Rewrite the material from its start through the line containing "[298,159,316,190]", inclusive, with "bounding boxes" replaced by "rectangles" and everything else left unchanged.

***** Material

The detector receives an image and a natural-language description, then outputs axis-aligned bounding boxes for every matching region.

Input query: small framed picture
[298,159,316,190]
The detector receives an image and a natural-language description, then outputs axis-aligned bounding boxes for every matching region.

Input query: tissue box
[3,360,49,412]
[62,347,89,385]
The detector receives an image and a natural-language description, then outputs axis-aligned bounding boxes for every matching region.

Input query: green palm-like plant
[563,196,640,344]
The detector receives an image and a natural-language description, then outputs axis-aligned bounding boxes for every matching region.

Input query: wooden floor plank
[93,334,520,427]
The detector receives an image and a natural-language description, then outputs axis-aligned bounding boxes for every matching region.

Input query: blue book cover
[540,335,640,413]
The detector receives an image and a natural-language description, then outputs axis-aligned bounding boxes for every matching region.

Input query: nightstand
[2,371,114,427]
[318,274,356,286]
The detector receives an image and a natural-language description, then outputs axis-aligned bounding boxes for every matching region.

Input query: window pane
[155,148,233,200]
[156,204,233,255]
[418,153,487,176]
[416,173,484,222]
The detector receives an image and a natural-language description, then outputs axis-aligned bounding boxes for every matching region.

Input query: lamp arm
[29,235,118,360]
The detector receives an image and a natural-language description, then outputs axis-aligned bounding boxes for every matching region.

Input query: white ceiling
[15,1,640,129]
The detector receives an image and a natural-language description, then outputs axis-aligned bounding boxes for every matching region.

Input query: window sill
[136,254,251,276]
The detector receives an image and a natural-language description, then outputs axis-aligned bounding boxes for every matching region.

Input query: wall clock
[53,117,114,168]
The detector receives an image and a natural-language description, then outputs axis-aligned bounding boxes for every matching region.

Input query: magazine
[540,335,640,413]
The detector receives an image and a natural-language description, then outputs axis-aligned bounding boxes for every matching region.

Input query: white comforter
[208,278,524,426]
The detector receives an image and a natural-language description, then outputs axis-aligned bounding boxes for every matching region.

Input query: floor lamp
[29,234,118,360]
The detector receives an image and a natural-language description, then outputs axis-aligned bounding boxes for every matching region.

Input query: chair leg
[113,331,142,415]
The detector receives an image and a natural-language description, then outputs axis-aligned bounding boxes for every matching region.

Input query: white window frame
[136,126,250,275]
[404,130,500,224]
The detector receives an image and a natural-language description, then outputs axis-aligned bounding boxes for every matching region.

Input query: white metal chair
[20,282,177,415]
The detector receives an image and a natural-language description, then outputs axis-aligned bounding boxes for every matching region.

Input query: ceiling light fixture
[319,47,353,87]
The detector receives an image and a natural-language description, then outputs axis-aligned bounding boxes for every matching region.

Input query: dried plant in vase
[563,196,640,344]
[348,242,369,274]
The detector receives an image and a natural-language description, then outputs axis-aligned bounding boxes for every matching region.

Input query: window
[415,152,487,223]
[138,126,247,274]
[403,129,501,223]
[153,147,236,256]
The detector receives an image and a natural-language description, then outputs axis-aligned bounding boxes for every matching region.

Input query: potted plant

**********

**Response to the exercise**
The detector receives an image and a natural-language description, then outputs axis-aligned rectangles for every matching region.

Input query: small framed picture
[298,159,316,190]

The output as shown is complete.